---- TEXT FOR ANALYSIS

According to the British Medical Association, female doctors applying for CEAs could make a huge difference to the gender pay gap in medicine
Medicine’s gender pay gap could go some way towards being closed if more female doctors apply for clinical excellence awards (CEAs), according to the head of a national independent review into this issue, Dame Jane Dacre.
Dacre told the Women in Academic Medicine Conference earlier this month that CEAs were emerging as ‘one of the biggest problems’.
“One of the main contributors to date, as far as I can tell, to the large gender pay gap in medicine is the clinical excellence awards,’ she told the conference.
“And one of the biggest problems in the delivery of those clinical excellence awards is in clinical academia,” she added.
“That is because the highest level of clinical excellence awards tends to go to male academics.”
Official figures show that female and male doctors’ success rate in CEA applications are closely matched, but that almost four times as many men apply.
In 2016, 207 women applied for national CEAs – this is compared to 930 men. The success rates for men was 27% compared with 26% for women.

--------
---- EXTRACTED DATA

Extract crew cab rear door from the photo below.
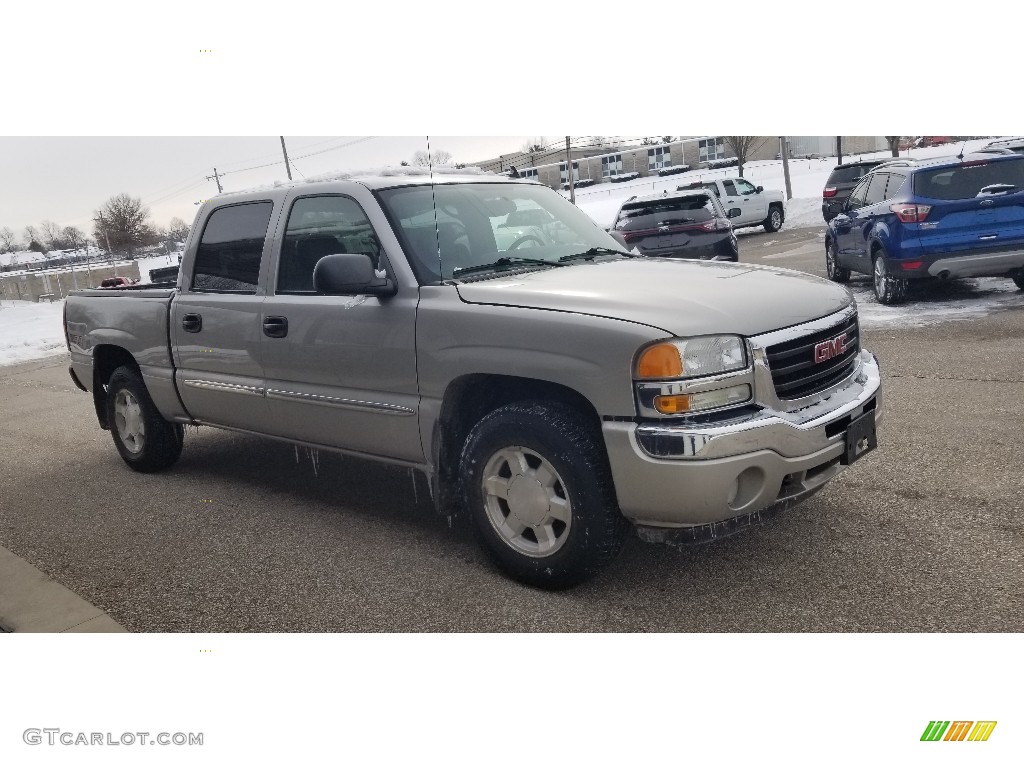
[260,184,423,462]
[913,156,1024,256]
[170,199,274,432]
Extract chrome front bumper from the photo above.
[603,351,882,527]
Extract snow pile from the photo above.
[0,301,68,366]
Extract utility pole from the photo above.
[779,136,793,200]
[206,168,222,194]
[281,136,292,181]
[565,136,575,205]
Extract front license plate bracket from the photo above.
[840,411,879,464]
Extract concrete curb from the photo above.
[0,547,128,632]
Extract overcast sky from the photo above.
[0,136,558,240]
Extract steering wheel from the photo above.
[505,234,544,251]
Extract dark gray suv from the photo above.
[821,158,893,221]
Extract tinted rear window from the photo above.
[913,158,1024,200]
[825,165,874,186]
[615,195,718,230]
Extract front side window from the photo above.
[647,146,672,171]
[278,196,381,293]
[601,155,623,177]
[191,202,273,294]
[697,138,725,163]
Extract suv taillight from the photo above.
[889,203,932,224]
[699,216,732,232]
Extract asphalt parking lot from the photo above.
[0,228,1024,632]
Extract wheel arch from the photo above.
[92,344,139,429]
[430,374,603,515]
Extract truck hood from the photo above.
[458,258,853,336]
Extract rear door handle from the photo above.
[263,315,288,339]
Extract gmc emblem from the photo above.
[814,334,846,362]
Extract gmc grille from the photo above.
[765,314,860,400]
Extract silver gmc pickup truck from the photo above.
[65,173,882,588]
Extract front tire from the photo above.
[764,206,783,232]
[825,240,850,283]
[871,249,908,304]
[106,366,184,472]
[460,401,630,589]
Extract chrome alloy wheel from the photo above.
[114,389,145,454]
[482,445,572,557]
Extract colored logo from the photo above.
[814,334,846,362]
[921,720,996,741]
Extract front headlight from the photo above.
[636,336,746,379]
[634,336,754,418]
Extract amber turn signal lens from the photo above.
[654,394,690,414]
[637,344,683,379]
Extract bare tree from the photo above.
[60,226,85,251]
[167,216,191,243]
[725,136,768,176]
[0,226,14,253]
[413,150,452,168]
[92,193,155,255]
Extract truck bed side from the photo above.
[65,288,188,428]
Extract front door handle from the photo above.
[263,316,288,339]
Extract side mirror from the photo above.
[608,229,630,251]
[313,253,398,296]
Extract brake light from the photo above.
[697,216,732,232]
[889,203,932,224]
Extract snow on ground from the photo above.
[0,301,68,366]
[849,276,1024,328]
[562,138,992,228]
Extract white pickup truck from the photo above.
[678,178,785,232]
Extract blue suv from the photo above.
[825,155,1024,304]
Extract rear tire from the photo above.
[460,400,630,589]
[764,205,784,232]
[106,366,185,472]
[871,248,909,304]
[825,240,850,283]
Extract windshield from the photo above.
[379,182,622,284]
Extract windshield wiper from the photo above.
[452,256,565,278]
[558,246,636,263]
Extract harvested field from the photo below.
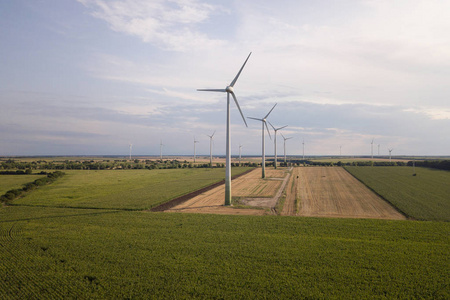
[167,169,286,215]
[282,167,405,220]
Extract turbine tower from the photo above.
[302,139,305,160]
[197,52,252,205]
[269,122,287,169]
[248,103,277,178]
[388,148,394,162]
[239,144,243,167]
[207,130,216,168]
[130,142,133,160]
[370,139,373,160]
[194,135,199,164]
[281,134,292,165]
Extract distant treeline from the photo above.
[0,171,64,203]
[408,160,450,171]
[0,159,258,170]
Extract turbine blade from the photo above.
[230,52,252,87]
[230,93,248,127]
[264,103,277,119]
[264,122,272,139]
[197,89,227,93]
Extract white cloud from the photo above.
[78,0,229,51]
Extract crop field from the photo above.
[346,167,450,221]
[168,168,286,215]
[0,206,450,299]
[14,168,249,210]
[282,167,405,220]
[0,175,43,195]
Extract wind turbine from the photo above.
[269,122,287,169]
[159,140,164,162]
[302,139,305,160]
[130,142,133,160]
[248,103,277,178]
[194,135,199,164]
[388,148,394,162]
[281,134,292,164]
[207,130,216,168]
[370,139,373,159]
[197,52,252,205]
[239,144,243,167]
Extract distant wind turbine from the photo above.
[388,148,394,162]
[302,139,305,160]
[194,135,199,164]
[281,134,292,165]
[197,52,252,205]
[130,142,133,160]
[248,103,277,178]
[269,122,287,169]
[370,139,373,159]
[239,144,243,167]
[207,130,216,168]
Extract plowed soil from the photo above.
[281,167,405,220]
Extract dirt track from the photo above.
[166,169,285,215]
[166,167,406,220]
[282,167,405,220]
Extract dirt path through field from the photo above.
[292,167,406,220]
[166,169,288,215]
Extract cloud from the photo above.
[78,0,229,51]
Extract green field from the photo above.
[0,175,44,196]
[13,168,249,210]
[345,166,450,221]
[0,206,450,299]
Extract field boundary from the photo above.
[343,167,410,220]
[150,168,254,212]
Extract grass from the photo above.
[0,175,45,196]
[13,168,249,210]
[0,206,450,299]
[345,167,450,221]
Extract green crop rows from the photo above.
[14,167,249,210]
[0,206,450,299]
[345,167,450,221]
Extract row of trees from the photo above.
[0,171,64,203]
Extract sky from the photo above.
[0,0,450,156]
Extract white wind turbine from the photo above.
[194,135,199,164]
[248,103,277,178]
[388,148,394,162]
[130,142,133,160]
[239,144,243,167]
[302,139,305,160]
[197,52,252,205]
[370,139,373,159]
[269,122,287,169]
[281,134,292,165]
[207,130,216,168]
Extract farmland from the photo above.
[346,167,450,221]
[14,168,249,209]
[0,175,43,195]
[0,206,450,299]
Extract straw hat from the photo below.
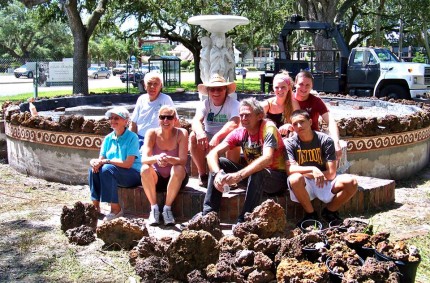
[105,106,130,120]
[197,74,236,95]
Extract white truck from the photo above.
[13,62,36,79]
[268,15,430,99]
[112,64,134,76]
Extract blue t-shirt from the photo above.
[130,93,175,137]
[100,129,142,172]
[284,131,336,171]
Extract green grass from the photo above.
[407,234,430,282]
[0,78,260,105]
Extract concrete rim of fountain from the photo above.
[188,15,249,33]
[5,93,430,183]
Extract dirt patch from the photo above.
[0,164,430,282]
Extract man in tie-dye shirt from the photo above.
[203,98,287,222]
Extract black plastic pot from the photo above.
[325,257,364,283]
[375,250,421,283]
[328,220,348,232]
[302,239,328,262]
[346,242,375,260]
[300,219,322,233]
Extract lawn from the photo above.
[0,78,260,105]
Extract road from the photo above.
[0,72,262,96]
[0,75,129,96]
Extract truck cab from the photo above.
[347,47,430,99]
[261,15,430,99]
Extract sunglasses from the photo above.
[158,115,175,121]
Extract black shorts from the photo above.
[155,170,189,192]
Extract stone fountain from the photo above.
[188,15,249,100]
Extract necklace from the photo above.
[207,96,227,122]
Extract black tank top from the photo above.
[266,101,284,129]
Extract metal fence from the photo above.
[0,58,143,97]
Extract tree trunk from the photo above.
[299,0,339,71]
[421,26,430,61]
[73,33,89,95]
[193,50,202,85]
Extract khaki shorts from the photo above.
[288,177,336,203]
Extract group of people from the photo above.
[89,71,357,231]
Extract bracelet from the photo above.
[238,172,243,181]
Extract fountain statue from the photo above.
[188,15,249,100]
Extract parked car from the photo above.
[112,64,134,76]
[13,62,36,79]
[119,72,145,87]
[88,67,110,79]
[139,65,160,74]
[234,68,246,75]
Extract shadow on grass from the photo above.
[0,219,55,282]
[396,164,430,189]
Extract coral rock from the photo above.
[97,217,148,250]
[135,256,169,282]
[66,225,96,246]
[60,201,98,232]
[233,199,287,239]
[129,237,168,265]
[185,212,223,240]
[166,230,219,280]
[276,258,329,283]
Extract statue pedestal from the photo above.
[188,15,249,100]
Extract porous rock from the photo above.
[81,119,95,134]
[128,236,169,265]
[187,269,210,283]
[167,230,219,280]
[233,199,287,239]
[70,115,85,133]
[135,256,169,282]
[185,212,223,240]
[276,258,329,283]
[97,217,149,250]
[342,257,400,283]
[246,269,275,283]
[60,201,98,232]
[58,115,74,132]
[66,225,96,246]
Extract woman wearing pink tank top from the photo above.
[140,105,188,225]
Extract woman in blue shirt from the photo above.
[88,107,142,221]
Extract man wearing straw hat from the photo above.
[190,74,240,187]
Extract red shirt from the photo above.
[296,94,328,131]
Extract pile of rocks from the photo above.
[61,200,419,282]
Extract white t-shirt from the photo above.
[131,93,174,137]
[196,96,239,136]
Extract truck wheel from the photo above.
[380,85,411,99]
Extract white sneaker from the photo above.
[163,210,175,226]
[103,208,124,221]
[148,209,160,226]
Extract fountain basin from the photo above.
[5,93,430,184]
[188,15,249,33]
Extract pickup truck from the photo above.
[261,16,430,99]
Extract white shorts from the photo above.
[288,177,336,203]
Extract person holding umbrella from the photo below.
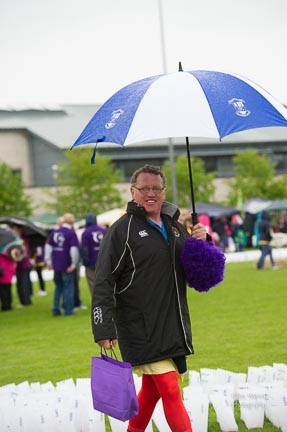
[92,165,212,432]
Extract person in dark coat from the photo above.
[256,211,278,270]
[92,165,209,432]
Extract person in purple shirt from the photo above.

--------

» **APPLY WHAT YOU READ**
**A)** In the text on medicine's gender pay gap, how many women applied for national CEAs in 2016?
**B)** Continue the piece on the gender pay gap in medicine and clinical excellence awards from its last sentence.

» **TASK ANSWERS**
**A)** 207 women applied.

**B)**
Dacre stressed that research for the review had not yet completed. The review is working with a team of experts in gender pay gap research and economists to process government data around the factors behind the gender pay gap.
Its research is due be completed by the end of the year and its recommendations are expected to be published by April 2019.
The pay gap review was set up by the government in response – in part – to an outcry over an official ‘equality impact assessment’ of the new junior doctors’ contract which warned it may ‘adversely impact’ women.
BMA consultants committee deputy chair, Helen Fidler, said she supported local efforts to encourage female doctors to apply for CEAs. As the chair of the local negotiating committee in Lewisham, she is seeking to draw up a plan with her hospital trust to do just that.
“The reasons for the smaller numbers of female doctors applying for CEAs are not entirely clear,” she said.
“We think it may be that women only apply when they think their work is superb, while men just give it a shot.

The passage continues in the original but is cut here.